[EXTRAIT DU DOCUMENT]:

++++++++

VATICAN - La « grande annonce missionnaire » de Querida Amazonia

mercredi, 12 février 2020

Rome (Agence Fides) – L’Eglise est appelée à cheminer avec les peuples d’Amazonie et à prendre un « visage amazonien » mais « pour que cette incarnation de l’Eglise et de l’Evangile soit possible, la grande annonce missionnaire doit résonner, encore et encore ». C’est ce qu’écrit le Pape François au paragraphe 61 de sa nouvelle Exhortation apostolique post-synodale Querida Amazonia (L’Amazonie bien-aimée), texte magistériel inspiré par les travaux du Synode qui s’est tenu à Rome du 6 au 27 octobre dernier et s’est conclu par un texte intitulé « Amazonie : nouveaux chemins pour l’Eglise et pour une écologie intégrale.
La nouvelle Exhortation apostolique post-synodale publiée ce jour porte la date du 2 février dernier. Dans le texte, sont présents de nombreuses réflexions et passages intenses et chargés de suggestions à propos de la vocation missionnaire de l’Eglise et de ses traits distinctifs, lesquels la rendent incomparable par rapport à toutes les forces de propagande et d’endoctrinement idéologique.

++++++++

D'après l'extrait du document, quelle date porte l'Exhortation apostolique post-synodale Querida Amazonia ? Les lignes présentées ensuite proviennent d'une autre source.

++++++++

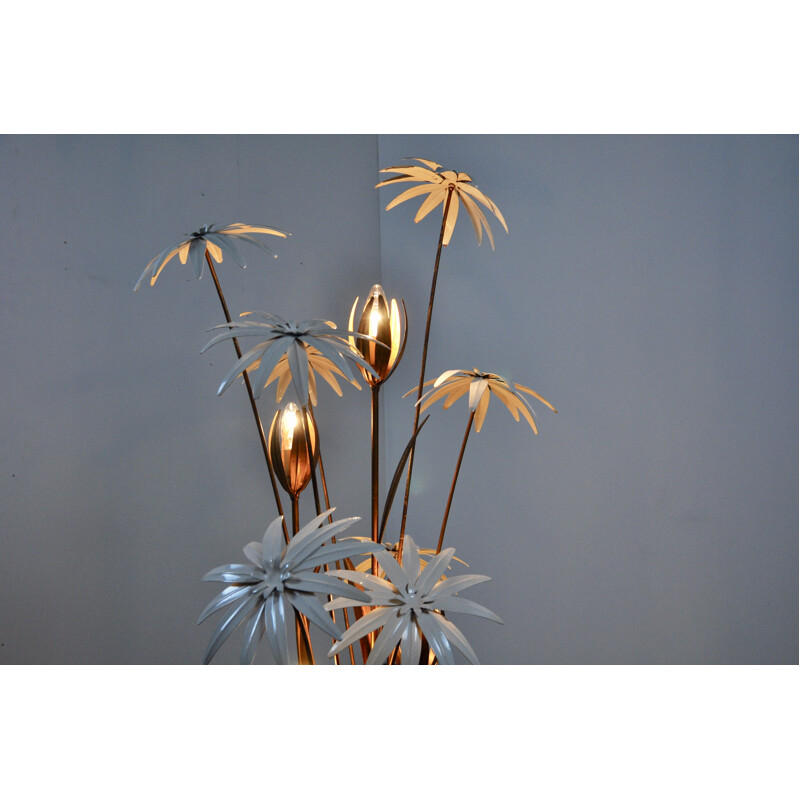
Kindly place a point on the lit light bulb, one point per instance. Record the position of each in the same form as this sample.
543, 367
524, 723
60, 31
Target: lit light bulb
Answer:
288, 424
380, 320
292, 447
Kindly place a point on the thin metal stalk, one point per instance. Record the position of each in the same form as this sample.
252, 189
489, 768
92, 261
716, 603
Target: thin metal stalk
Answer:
302, 636
375, 440
253, 406
422, 373
347, 563
453, 484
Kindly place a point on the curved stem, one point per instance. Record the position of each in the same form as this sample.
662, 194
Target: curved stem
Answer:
375, 440
337, 657
453, 484
422, 370
253, 406
305, 653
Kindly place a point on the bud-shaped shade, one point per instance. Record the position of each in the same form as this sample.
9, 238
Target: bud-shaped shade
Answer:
381, 321
292, 455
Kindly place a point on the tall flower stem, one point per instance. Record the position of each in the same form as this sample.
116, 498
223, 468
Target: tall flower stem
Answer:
453, 484
253, 405
375, 441
422, 371
348, 564
305, 653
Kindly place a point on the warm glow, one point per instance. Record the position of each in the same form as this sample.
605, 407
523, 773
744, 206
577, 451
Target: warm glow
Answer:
374, 316
289, 420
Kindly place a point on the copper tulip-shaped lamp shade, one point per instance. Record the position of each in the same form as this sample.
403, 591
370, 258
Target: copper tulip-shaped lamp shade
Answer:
381, 321
293, 449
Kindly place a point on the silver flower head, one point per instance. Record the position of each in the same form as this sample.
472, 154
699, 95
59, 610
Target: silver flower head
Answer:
214, 239
481, 386
292, 339
410, 602
279, 578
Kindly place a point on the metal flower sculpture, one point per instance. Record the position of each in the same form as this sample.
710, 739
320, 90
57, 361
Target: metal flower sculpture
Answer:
291, 339
317, 365
438, 186
282, 578
214, 240
386, 330
481, 386
409, 604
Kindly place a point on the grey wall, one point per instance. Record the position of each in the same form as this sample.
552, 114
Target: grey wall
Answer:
647, 287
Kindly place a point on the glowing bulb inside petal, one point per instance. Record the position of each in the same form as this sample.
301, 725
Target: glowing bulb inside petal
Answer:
289, 421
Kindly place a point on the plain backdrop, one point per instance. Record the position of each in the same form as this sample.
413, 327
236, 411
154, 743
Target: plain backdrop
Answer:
647, 287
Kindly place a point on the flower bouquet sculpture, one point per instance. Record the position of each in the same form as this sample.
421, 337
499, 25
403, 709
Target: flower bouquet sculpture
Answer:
395, 599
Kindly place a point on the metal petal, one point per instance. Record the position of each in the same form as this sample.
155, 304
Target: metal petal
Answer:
461, 605
197, 256
428, 622
411, 643
339, 551
253, 632
243, 610
298, 364
226, 244
367, 624
449, 586
234, 573
277, 630
433, 570
226, 596
392, 631
394, 571
480, 411
312, 536
312, 608
311, 581
410, 194
450, 223
272, 543
457, 638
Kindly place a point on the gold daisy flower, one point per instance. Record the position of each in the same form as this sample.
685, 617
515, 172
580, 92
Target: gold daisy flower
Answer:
481, 386
437, 186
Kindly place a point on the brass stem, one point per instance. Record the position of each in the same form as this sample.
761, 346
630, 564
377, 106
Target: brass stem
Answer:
422, 372
253, 406
453, 484
330, 519
375, 435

++++++++

[RÉPONSE PROPOSÉE]:
Elle porte la date du 2 février.